Information provided:

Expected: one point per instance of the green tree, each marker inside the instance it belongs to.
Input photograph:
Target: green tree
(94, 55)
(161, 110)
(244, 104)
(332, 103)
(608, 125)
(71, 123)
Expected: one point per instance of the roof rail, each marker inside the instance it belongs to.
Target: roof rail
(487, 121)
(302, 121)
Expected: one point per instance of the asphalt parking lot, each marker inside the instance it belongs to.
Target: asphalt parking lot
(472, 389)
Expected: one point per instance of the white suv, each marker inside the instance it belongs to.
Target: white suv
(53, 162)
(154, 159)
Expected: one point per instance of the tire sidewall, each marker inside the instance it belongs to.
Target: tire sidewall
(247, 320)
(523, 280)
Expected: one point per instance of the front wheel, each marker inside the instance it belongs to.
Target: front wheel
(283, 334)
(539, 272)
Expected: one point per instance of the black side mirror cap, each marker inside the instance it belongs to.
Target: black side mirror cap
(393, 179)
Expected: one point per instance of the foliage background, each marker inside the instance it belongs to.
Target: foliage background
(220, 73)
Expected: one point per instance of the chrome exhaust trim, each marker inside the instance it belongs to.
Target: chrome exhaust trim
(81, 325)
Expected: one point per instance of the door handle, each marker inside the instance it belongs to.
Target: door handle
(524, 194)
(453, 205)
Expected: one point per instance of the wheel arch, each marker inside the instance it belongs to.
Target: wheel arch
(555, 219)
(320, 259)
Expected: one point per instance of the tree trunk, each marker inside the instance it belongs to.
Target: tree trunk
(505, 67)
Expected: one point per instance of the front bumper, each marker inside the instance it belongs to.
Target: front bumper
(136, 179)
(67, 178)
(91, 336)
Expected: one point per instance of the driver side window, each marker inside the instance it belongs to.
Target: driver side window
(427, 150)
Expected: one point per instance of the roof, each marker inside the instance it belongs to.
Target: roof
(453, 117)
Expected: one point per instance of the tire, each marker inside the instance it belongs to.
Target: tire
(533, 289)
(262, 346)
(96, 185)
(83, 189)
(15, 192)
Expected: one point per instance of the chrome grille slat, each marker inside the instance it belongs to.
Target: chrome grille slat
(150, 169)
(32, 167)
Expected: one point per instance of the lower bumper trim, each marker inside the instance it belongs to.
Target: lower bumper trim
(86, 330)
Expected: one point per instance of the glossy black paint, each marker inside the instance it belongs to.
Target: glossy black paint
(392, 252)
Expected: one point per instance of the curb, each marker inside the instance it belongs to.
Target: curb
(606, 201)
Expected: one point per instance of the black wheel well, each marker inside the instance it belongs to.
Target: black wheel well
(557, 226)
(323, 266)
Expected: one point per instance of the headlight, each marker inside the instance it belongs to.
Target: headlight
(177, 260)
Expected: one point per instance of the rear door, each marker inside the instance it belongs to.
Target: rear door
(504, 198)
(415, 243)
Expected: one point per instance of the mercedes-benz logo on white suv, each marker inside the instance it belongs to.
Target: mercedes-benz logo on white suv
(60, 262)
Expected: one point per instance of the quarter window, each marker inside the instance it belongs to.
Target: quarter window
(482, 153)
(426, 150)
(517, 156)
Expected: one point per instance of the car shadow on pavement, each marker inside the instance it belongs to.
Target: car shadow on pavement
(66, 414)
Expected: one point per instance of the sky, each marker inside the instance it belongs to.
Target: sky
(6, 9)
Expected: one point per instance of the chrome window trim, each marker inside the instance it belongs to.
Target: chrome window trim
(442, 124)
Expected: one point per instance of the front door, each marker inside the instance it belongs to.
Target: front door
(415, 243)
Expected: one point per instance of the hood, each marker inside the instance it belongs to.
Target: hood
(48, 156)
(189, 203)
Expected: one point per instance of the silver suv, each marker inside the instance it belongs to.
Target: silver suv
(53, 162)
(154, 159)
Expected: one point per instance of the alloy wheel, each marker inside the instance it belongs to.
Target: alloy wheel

About this exercise: Set down each line from the line containing "Expected: one point per instance of the silver" through the final line of the data, exactly and with nothing added.

Response:
Expected: one point per instance of the silver suv, each marker inside the instance it belongs to.
Target: silver suv
(53, 162)
(154, 159)
Expected: one point per instance of the alloy wheel, each marker inside the instance it belongs to.
Target: alloy wheel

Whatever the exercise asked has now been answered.